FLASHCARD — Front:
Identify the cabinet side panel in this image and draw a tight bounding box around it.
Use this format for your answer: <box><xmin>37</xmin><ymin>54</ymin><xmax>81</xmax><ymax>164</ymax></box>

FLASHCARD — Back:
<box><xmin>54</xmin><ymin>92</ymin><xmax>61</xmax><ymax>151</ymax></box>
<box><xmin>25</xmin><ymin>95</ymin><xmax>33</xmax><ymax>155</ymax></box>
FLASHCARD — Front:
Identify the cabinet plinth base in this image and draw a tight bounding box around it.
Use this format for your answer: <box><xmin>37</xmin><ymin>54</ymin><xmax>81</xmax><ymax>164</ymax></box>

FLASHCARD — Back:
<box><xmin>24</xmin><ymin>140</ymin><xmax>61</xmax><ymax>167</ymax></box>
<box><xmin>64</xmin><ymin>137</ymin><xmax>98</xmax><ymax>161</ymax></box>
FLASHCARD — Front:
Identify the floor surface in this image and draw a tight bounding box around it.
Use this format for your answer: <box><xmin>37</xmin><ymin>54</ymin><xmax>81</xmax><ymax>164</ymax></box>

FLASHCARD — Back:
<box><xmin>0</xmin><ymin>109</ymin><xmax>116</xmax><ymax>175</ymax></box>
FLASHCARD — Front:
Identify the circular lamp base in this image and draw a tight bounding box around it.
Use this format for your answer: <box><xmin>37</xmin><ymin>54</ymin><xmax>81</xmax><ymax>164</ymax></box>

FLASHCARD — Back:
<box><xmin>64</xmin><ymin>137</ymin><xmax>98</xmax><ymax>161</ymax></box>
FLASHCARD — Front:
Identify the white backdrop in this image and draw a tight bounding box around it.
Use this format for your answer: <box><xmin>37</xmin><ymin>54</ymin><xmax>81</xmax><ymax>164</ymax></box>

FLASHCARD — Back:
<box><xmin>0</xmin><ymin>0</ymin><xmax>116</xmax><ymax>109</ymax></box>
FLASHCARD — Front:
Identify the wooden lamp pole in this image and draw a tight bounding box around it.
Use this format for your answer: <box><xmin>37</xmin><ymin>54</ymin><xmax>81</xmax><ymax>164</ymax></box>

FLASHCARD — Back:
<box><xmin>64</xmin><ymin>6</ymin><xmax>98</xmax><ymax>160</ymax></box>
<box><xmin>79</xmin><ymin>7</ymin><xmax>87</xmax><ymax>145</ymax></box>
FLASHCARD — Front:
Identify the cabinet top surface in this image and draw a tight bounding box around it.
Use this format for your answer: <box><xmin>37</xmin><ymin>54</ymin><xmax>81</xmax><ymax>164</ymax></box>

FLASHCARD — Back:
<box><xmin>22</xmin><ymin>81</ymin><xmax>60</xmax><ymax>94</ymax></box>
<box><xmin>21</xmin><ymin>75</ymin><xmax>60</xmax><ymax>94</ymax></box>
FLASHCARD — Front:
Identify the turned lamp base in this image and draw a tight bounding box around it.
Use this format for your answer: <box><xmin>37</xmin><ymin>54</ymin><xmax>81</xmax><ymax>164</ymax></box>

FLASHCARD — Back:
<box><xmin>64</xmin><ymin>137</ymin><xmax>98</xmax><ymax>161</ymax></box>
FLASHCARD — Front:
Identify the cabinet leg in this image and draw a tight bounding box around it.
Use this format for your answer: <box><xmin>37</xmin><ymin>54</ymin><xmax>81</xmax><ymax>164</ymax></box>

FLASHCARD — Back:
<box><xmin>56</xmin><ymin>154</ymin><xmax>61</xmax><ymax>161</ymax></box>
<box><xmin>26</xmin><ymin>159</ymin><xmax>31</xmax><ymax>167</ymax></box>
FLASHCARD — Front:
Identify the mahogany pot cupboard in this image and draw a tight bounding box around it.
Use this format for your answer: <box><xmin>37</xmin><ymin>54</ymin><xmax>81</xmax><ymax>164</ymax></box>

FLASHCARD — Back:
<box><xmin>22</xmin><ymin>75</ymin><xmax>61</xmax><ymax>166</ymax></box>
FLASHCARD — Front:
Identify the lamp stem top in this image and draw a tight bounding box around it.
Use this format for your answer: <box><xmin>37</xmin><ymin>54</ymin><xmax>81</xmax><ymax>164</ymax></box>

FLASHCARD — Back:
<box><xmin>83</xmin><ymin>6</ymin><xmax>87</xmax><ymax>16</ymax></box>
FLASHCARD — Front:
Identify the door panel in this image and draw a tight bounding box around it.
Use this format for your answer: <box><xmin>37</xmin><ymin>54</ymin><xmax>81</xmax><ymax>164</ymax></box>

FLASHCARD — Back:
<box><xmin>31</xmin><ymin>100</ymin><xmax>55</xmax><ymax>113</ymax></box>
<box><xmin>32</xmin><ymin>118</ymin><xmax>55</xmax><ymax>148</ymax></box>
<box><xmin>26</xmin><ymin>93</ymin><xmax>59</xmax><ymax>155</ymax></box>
====
* [EXERCISE DESCRIPTION]: Output an identical copy of every record above.

* [YOUR SOLUTION]:
FLASHCARD — Front:
Identify the cabinet side panel in this image and draw a tight bounding box around it.
Use this format for your answer: <box><xmin>37</xmin><ymin>54</ymin><xmax>81</xmax><ymax>164</ymax></box>

FLASHCARD — Back:
<box><xmin>54</xmin><ymin>92</ymin><xmax>61</xmax><ymax>151</ymax></box>
<box><xmin>25</xmin><ymin>95</ymin><xmax>33</xmax><ymax>155</ymax></box>
FLASHCARD — Front:
Identify the cabinet plinth base in this image and draw a tight bounding box around it.
Use this format for your answer: <box><xmin>37</xmin><ymin>54</ymin><xmax>81</xmax><ymax>164</ymax></box>

FLASHCARD — Back:
<box><xmin>24</xmin><ymin>140</ymin><xmax>61</xmax><ymax>167</ymax></box>
<box><xmin>64</xmin><ymin>137</ymin><xmax>98</xmax><ymax>161</ymax></box>
FLASHCARD — Front:
Identify the floor surface in this image and draw a tight bounding box around it.
Use this format for your answer: <box><xmin>37</xmin><ymin>54</ymin><xmax>81</xmax><ymax>164</ymax></box>

FLASHCARD — Back:
<box><xmin>0</xmin><ymin>109</ymin><xmax>116</xmax><ymax>175</ymax></box>
FLASHCARD — Front:
Identify the circular lamp base in this image and draw a tight bounding box around it.
Use this format for your answer: <box><xmin>37</xmin><ymin>54</ymin><xmax>81</xmax><ymax>164</ymax></box>

FLASHCARD — Back:
<box><xmin>64</xmin><ymin>137</ymin><xmax>98</xmax><ymax>161</ymax></box>
FLASHCARD — Front:
Identify the white backdrop in this image and draw a tight bounding box around it.
Use this format for your answer: <box><xmin>37</xmin><ymin>54</ymin><xmax>81</xmax><ymax>164</ymax></box>

FLASHCARD — Back:
<box><xmin>0</xmin><ymin>0</ymin><xmax>116</xmax><ymax>109</ymax></box>
FLASHCARD — Front:
Identify the wooden lamp pole in this image and draw a tight bounding box around it.
Use this format for your answer: <box><xmin>37</xmin><ymin>54</ymin><xmax>81</xmax><ymax>164</ymax></box>

FLASHCARD — Back:
<box><xmin>64</xmin><ymin>6</ymin><xmax>98</xmax><ymax>160</ymax></box>
<box><xmin>79</xmin><ymin>7</ymin><xmax>87</xmax><ymax>145</ymax></box>
FLASHCARD — Front:
Identify the cabinet top surface in this image and draw a tight bounding box around it.
Use this format for your answer: <box><xmin>37</xmin><ymin>54</ymin><xmax>81</xmax><ymax>164</ymax></box>

FLASHCARD — Back:
<box><xmin>22</xmin><ymin>81</ymin><xmax>60</xmax><ymax>94</ymax></box>
<box><xmin>21</xmin><ymin>75</ymin><xmax>60</xmax><ymax>94</ymax></box>
FLASHCARD — Front:
Identify the turned lamp base in this image and draw a tight bounding box around it.
Use this format for your answer: <box><xmin>37</xmin><ymin>54</ymin><xmax>81</xmax><ymax>164</ymax></box>

FLASHCARD — Back:
<box><xmin>64</xmin><ymin>137</ymin><xmax>98</xmax><ymax>161</ymax></box>
FLASHCARD — Front:
Identify the cabinet leg in this image and draw a tight bounding box around it.
Use this format for your answer: <box><xmin>37</xmin><ymin>54</ymin><xmax>81</xmax><ymax>164</ymax></box>

FLASHCARD — Back:
<box><xmin>56</xmin><ymin>154</ymin><xmax>61</xmax><ymax>161</ymax></box>
<box><xmin>26</xmin><ymin>159</ymin><xmax>31</xmax><ymax>167</ymax></box>
FLASHCARD — Front:
Identify the mahogany pot cupboard in this image and draw a tight bounding box around it.
Use this format for your answer: <box><xmin>37</xmin><ymin>54</ymin><xmax>81</xmax><ymax>164</ymax></box>

FLASHCARD — Back:
<box><xmin>22</xmin><ymin>75</ymin><xmax>61</xmax><ymax>166</ymax></box>
FLASHCARD — Front:
Identify the lamp stem top in this image and draw a tight bounding box around it.
Use this format for your answer: <box><xmin>37</xmin><ymin>54</ymin><xmax>81</xmax><ymax>164</ymax></box>

FLASHCARD — Back:
<box><xmin>83</xmin><ymin>6</ymin><xmax>87</xmax><ymax>16</ymax></box>
FLASHCARD — Front:
Identify the door panel in this image and draw a tight bounding box around it.
Use this format for your answer: <box><xmin>37</xmin><ymin>54</ymin><xmax>81</xmax><ymax>164</ymax></box>

FLASHCARD — Back:
<box><xmin>31</xmin><ymin>100</ymin><xmax>55</xmax><ymax>113</ymax></box>
<box><xmin>32</xmin><ymin>118</ymin><xmax>55</xmax><ymax>148</ymax></box>
<box><xmin>26</xmin><ymin>93</ymin><xmax>59</xmax><ymax>155</ymax></box>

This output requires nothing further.